TASK STATEMENT>
Add 57 to every coordinate in the recorded points, and write out everything from the start of the entries down through the line containing "<point>336,150</point>", requests included. Leave the numbers in the requests and their format samples unchanged.

DATA FOR THIS EXERCISE>
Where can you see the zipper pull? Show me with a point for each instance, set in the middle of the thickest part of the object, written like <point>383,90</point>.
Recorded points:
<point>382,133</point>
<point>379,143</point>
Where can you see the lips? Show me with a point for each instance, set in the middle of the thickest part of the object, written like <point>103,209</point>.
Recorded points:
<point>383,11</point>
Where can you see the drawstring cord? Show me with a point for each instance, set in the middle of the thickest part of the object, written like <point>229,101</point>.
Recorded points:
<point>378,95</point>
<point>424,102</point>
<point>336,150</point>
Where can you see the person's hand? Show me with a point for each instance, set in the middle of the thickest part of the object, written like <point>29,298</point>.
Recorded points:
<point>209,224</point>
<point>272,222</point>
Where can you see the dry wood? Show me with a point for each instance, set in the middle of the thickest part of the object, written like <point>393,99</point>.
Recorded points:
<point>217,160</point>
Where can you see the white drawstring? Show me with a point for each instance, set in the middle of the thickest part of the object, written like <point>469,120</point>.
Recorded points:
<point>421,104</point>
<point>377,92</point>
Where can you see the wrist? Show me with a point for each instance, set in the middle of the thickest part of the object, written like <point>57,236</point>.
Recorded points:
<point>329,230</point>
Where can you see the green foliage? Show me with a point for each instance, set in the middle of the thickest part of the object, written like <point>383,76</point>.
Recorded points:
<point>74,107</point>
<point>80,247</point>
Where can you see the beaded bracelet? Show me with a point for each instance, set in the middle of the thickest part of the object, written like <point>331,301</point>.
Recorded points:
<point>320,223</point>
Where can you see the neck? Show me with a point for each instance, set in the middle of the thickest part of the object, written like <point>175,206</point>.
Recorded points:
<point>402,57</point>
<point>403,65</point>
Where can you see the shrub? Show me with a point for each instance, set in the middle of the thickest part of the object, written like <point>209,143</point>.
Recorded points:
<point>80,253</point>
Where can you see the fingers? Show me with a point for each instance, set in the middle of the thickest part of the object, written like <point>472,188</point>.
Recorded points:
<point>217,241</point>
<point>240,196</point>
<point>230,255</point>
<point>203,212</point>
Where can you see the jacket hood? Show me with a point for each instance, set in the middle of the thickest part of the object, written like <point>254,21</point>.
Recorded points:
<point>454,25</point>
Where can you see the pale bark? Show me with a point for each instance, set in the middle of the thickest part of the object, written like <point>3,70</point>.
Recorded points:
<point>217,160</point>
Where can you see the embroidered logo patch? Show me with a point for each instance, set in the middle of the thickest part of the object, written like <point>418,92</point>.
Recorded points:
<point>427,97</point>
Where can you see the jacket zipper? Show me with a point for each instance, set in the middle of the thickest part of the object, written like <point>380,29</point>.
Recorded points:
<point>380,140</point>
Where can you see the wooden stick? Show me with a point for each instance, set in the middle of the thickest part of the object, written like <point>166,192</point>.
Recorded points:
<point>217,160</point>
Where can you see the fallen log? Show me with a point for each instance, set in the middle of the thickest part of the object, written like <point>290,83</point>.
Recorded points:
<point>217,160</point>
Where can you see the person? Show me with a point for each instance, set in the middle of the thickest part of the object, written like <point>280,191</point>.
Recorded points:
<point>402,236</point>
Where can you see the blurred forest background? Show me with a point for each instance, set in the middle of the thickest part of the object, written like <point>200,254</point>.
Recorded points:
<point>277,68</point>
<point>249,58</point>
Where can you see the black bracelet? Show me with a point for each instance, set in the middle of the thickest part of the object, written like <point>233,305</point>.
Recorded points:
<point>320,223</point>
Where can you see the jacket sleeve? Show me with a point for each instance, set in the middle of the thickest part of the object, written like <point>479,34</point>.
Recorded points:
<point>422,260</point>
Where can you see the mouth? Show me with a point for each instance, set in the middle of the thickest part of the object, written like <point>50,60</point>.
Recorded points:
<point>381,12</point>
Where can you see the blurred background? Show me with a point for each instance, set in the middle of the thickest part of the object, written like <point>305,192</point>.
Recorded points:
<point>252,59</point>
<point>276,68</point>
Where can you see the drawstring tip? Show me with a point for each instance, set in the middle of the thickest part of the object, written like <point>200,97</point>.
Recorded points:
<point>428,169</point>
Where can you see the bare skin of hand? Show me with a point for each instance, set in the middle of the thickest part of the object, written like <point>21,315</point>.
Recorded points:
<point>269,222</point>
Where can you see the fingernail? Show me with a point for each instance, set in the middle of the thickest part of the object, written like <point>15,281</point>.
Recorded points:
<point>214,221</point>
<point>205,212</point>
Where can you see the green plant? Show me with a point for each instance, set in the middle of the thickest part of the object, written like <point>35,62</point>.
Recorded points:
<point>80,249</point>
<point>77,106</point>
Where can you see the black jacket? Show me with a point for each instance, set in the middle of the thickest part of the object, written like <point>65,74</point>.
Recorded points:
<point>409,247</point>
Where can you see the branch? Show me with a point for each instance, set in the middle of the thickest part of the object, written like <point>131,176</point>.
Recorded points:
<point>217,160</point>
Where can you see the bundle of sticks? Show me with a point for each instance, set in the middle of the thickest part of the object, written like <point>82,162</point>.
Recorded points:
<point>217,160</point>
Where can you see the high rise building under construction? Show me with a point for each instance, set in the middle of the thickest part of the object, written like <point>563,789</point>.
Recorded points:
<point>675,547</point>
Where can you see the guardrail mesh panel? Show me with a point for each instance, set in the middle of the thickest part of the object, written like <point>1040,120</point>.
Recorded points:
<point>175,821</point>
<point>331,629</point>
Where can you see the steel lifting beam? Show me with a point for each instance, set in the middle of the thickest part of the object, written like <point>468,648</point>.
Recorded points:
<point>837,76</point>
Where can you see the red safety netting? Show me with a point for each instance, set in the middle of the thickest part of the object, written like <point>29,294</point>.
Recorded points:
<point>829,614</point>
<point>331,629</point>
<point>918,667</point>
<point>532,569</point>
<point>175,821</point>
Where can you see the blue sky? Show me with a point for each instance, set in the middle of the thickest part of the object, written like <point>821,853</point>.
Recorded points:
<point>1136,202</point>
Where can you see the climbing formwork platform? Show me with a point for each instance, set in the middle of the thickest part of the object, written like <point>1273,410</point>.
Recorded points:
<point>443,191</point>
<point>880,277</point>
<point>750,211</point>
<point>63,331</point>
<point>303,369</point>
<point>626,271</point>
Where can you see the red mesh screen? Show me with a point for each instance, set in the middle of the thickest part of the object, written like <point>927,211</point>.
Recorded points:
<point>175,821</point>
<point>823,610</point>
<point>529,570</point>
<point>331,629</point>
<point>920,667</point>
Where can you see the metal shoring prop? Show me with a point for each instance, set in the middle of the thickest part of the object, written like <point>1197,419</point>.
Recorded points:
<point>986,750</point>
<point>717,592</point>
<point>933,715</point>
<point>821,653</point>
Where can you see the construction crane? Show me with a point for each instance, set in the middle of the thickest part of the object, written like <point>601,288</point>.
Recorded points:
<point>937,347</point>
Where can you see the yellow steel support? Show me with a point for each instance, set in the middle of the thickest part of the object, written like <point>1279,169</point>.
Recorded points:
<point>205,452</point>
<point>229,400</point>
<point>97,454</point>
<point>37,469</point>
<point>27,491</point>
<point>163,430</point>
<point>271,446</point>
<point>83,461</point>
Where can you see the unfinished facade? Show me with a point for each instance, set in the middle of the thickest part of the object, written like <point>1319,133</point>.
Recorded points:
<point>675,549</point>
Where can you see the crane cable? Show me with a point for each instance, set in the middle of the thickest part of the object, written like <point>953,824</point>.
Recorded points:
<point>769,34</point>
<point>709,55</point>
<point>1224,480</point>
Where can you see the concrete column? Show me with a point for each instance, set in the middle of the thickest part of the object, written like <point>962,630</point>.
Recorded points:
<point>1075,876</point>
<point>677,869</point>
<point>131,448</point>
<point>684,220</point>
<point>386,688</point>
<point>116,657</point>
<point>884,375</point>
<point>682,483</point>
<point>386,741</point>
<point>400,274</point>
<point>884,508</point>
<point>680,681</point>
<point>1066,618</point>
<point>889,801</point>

SOLUTION>
Where can you see the zipper pull? Show me with a point for each instance, set in the middle of the thickest part of the object, written like <point>383,90</point>.
Recorded points:
<point>439,190</point>
<point>436,200</point>
Where can you see the lips? Show me with a point for each instance, set in the middle of the thickest part of the object, written like <point>103,209</point>.
Recorded points:
<point>440,68</point>
Where can you see the drawstring cord? Show me with a point for each instance, set in the middle of the thickest part of the object, written like <point>229,101</point>.
Recorded points:
<point>435,152</point>
<point>481,159</point>
<point>393,207</point>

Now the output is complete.